Leads on gator’s release being followed
PORT MATILDA – A 5-foot-long alligator, discovered this week in the decidedly unnatural habitat of Huntingdon County, is relaxing in a Port Matilda wildlife refuge while investigators follow leads pointing to its illegal release, authorities said Wednesday.
The alligator – found and apprehended Sunday by young fishermen near Shade Gap – remains nameless, its age and sex unclear, said Robyn Graboski, director of Centre Wildlife Care. Graboski’s refuge took in the out-of-place reptile Tuesday after a request from the state Fish and Boat Commission, she said.
“I haven’t fed it anything yet,” Graboski said. “We’re just getting it comfortable.”
The creature resides in an 8-by-10-foot enclosure, fenced off with wire and containing a water tub and a few rocks.
Graboski’s refuge has hosted non-Pennsylvanian lizards and reptiles, including giant snakes and tortoises, she said. But alligators are a rarity, especially those that have grown as large as the Shade Gap specimen.
“This is the first 5-foot alligator we’ve had,” she said. Graboski said the “mild-mannered” reptile was likely a domestic pet before its escape or release.

» **Work instruction**:
Copy the alligator article from "Leads on gator’s" down to "authorities said Wednesday.", renaming "wildlife refuge" as "wildlife sanctuary" throughout.

(Point localization data)

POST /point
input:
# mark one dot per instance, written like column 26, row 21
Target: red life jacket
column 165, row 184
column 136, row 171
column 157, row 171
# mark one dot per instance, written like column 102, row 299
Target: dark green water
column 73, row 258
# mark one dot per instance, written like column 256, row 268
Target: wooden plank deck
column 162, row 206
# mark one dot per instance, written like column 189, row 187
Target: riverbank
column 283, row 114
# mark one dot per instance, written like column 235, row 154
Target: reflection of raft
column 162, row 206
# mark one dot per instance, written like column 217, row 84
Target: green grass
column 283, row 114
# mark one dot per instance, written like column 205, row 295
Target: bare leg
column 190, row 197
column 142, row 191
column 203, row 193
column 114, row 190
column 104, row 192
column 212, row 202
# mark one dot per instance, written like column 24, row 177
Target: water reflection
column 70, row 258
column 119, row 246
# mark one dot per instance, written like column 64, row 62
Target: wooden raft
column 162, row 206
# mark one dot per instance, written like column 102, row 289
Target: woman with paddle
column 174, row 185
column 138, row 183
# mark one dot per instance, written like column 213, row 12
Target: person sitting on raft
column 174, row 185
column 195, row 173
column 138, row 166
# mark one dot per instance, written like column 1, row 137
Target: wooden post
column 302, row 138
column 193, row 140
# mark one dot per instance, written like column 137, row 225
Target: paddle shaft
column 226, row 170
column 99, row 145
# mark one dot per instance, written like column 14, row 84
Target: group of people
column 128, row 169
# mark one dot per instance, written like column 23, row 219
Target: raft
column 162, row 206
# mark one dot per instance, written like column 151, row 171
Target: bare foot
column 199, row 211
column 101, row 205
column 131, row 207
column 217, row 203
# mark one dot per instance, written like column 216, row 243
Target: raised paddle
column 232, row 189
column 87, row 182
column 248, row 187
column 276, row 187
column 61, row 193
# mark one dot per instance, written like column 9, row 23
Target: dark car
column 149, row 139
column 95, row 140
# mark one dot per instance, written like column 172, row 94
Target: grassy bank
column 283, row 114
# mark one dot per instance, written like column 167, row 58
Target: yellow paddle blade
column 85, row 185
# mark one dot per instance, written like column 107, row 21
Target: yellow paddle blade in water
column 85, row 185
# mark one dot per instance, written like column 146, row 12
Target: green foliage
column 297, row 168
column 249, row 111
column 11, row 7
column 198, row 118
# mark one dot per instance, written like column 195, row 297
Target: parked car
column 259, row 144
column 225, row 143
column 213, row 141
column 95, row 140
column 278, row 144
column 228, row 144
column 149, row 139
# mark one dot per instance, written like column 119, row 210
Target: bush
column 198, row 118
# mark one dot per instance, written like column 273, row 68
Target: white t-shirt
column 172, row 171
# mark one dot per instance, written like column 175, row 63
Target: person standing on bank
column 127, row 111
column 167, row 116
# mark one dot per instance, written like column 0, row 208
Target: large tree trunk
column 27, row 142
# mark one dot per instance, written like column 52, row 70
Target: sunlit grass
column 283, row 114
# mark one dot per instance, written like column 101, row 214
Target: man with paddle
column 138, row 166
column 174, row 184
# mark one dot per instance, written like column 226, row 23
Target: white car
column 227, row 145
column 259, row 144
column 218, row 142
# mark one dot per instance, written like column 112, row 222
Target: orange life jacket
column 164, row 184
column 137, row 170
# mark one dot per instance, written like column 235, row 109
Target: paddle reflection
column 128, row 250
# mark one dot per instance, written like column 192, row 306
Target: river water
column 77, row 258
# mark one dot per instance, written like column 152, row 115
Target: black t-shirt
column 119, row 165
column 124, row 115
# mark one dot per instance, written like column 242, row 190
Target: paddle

» **Your response**:
Leads on gator’s release being followed
PORT MATILDA – A 5-foot-long alligator, discovered this week in the decidedly unnatural habitat of Huntingdon County, is relaxing in a Port Matilda wildlife sanctuary while investigators follow leads pointing to its illegal release, authorities said Wednesday.